— start of ENTRIES PROVIDED —

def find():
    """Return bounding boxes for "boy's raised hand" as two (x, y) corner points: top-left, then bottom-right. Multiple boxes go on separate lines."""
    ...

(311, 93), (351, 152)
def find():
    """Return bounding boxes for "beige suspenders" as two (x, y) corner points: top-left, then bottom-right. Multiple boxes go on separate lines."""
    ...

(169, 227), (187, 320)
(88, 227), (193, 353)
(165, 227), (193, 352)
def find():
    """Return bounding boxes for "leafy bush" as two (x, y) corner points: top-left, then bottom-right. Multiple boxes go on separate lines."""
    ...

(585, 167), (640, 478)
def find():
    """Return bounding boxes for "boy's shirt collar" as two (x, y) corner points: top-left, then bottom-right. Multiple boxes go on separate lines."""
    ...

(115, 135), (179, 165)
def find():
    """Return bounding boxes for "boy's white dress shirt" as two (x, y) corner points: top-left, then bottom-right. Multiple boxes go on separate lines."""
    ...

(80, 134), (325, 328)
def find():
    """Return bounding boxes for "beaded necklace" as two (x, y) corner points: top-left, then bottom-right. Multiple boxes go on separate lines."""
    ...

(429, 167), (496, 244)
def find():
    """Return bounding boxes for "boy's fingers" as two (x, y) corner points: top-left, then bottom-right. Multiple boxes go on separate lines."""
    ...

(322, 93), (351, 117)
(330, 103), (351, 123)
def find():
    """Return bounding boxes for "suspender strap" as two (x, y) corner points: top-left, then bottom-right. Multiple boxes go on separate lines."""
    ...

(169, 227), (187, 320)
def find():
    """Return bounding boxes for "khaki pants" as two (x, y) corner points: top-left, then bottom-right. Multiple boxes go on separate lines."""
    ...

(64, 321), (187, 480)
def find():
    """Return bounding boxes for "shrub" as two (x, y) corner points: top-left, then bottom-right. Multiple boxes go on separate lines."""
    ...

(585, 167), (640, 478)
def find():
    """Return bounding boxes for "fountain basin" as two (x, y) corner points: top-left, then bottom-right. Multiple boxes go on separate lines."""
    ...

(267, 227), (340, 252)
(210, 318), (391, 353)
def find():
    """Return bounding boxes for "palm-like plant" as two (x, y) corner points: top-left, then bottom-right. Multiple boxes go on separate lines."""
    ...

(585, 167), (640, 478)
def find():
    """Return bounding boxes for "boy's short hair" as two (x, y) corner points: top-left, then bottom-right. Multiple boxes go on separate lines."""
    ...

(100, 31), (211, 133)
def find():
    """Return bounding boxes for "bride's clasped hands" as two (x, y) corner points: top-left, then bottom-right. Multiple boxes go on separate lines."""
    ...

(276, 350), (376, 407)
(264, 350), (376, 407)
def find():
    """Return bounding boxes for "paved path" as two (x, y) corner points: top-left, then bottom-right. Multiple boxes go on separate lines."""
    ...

— end of ENTRIES PROVIDED —

### AIM OF THE EXERCISE
Copy every entry above word for word, changing nothing.

### TASK SOLUTION
def find():
    """Return bounding boxes for "boy's raised hand" as two (x, y) corner points: top-left, then bottom-right. Multiple boxes go on separate lines."""
    ...

(311, 93), (351, 152)
def find():
    """Return bounding boxes for "beige suspenders" as two (x, y) corner points: top-left, then bottom-right. Multiple boxes go on separate lines."""
    ...

(169, 227), (187, 320)
(88, 227), (193, 353)
(165, 227), (193, 352)
def find():
    """Return bounding boxes for "leafy bush" as two (x, y) corner points: top-left, then bottom-right. Multiple boxes go on separate lines."""
    ...

(585, 167), (640, 478)
def find():
    """Return bounding boxes for "boy's shirt collar" as two (x, y) corner points: top-left, then bottom-right. Multiple boxes go on separate lines."""
    ...

(115, 135), (179, 165)
def find():
    """Return bounding boxes for "boy's white dress shirt" as two (x, y) corner points: top-left, then bottom-right. Multiple boxes go on separate lines."""
    ...

(80, 134), (325, 328)
def find():
    """Return bounding boxes for "beaded necklace" as two (x, y) corner points: top-left, then bottom-right. Multiple boxes go on separate lines."""
    ...

(429, 167), (496, 244)
def find():
    """Return bounding boxes for "boy's fingers" as two (x, y) corner points: top-left, then bottom-right. Multiple boxes go on separate lines."""
    ...

(322, 93), (351, 117)
(330, 103), (351, 123)
def find():
    """Return bounding boxes for "suspender strap" as two (x, y) corner points: top-left, then bottom-right. Multiple boxes go on separate lines."""
    ...

(169, 227), (187, 320)
def find():
    """Return bounding boxes for "khaki pants" as two (x, y) corner points: top-left, then bottom-right. Multiple boxes go on separate lines."""
    ...

(64, 321), (187, 480)
def find():
    """Return bounding boxes for "shrub" as two (x, y) corner points: top-left, then bottom-right. Multiple boxes go on separate lines."""
    ...

(585, 167), (640, 478)
def find():
    """Return bounding boxes for "fountain basin" as two (x, y) corner points: top-left, then bottom-right. Multiple boxes go on separate lines."""
    ...

(267, 227), (340, 252)
(210, 318), (391, 353)
def find():
    """Return bounding boxes for "palm-like plant" as two (x, y) corner points: top-left, then bottom-right. Multiple boxes go on separate lines."""
    ...

(585, 167), (640, 478)
def find():
    """Return bounding boxes for "boy's short hair" as two (x, y) corner points: top-left, then bottom-right. Multiple boxes go on separate lines."""
    ...

(100, 31), (211, 133)
def find():
    """Return bounding boxes for "bride's clasped hands" as two (x, y) corner points: top-left, then bottom-right. Multiple boxes go on separate lines."""
    ...

(276, 350), (376, 407)
(264, 350), (376, 407)
def find():
    """Return bounding boxes for "paved path" as two (x, y) corner points: top-left, then bottom-right. Multiple boxes go on separate lines."""
    ...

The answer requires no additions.